- _Prompt_: Return the items below word for word, starting at their first line and ending at the line that contains "column 473, row 146", with both of those lines included. Leave the pictures out of your answer.

- _Exercise input_:
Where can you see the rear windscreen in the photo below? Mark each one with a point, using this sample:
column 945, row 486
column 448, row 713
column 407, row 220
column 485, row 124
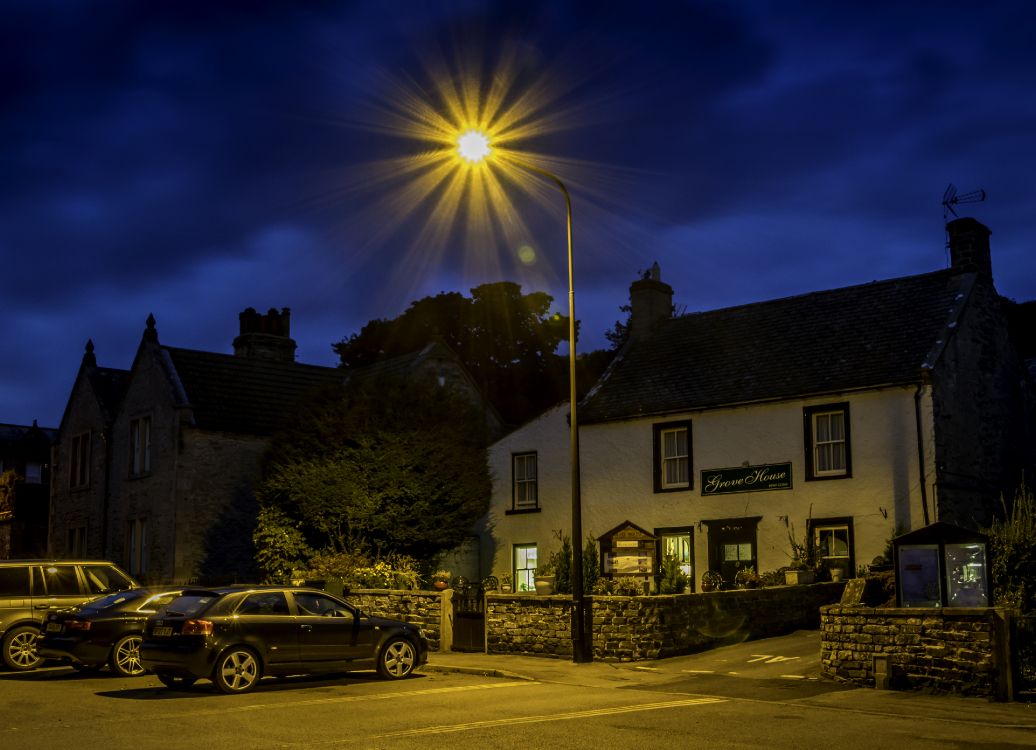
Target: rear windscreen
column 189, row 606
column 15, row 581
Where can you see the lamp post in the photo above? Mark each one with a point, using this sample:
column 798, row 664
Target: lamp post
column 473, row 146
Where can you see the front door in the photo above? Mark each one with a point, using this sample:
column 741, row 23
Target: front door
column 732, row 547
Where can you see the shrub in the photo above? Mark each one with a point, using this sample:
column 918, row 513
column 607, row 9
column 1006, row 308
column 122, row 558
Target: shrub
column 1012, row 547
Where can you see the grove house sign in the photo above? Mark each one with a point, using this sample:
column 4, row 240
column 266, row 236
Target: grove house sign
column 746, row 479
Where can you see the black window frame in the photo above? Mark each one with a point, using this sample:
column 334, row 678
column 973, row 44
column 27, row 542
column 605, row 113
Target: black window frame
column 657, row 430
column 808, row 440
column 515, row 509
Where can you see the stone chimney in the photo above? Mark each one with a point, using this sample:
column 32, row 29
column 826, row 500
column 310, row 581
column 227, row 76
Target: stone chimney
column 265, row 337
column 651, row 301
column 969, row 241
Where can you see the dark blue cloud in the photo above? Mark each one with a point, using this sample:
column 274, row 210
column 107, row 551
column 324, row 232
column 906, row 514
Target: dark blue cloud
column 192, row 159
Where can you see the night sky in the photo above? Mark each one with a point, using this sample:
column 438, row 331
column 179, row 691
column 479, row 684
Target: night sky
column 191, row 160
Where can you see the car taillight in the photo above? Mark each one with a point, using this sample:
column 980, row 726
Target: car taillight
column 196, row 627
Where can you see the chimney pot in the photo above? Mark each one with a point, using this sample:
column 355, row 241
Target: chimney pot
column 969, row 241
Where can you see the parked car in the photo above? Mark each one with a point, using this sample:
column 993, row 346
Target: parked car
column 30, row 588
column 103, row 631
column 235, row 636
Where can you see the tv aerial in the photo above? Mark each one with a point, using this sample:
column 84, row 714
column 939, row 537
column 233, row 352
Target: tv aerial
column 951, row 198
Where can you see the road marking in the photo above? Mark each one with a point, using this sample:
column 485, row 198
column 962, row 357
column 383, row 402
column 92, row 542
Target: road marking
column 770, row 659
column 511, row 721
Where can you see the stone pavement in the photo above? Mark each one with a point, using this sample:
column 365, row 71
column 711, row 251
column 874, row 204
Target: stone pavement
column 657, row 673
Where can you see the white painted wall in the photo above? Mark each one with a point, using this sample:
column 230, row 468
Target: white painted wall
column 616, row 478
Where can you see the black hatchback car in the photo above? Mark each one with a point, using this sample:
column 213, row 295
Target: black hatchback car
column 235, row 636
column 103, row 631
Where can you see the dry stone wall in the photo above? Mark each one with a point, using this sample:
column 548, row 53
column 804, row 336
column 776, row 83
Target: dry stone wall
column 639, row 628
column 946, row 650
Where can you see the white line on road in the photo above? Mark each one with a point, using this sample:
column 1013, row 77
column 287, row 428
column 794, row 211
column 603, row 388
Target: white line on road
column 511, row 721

- _Expected answer_:
Where can you see the rear windscreen in the photo below? Mark each one with a point, using this sample:
column 945, row 486
column 448, row 713
column 407, row 220
column 485, row 124
Target: rear windscreen
column 189, row 606
column 15, row 581
Where can you see the lamp post in the photo above? Mark each one with a point, using this sample:
column 798, row 664
Target: lamp post
column 473, row 146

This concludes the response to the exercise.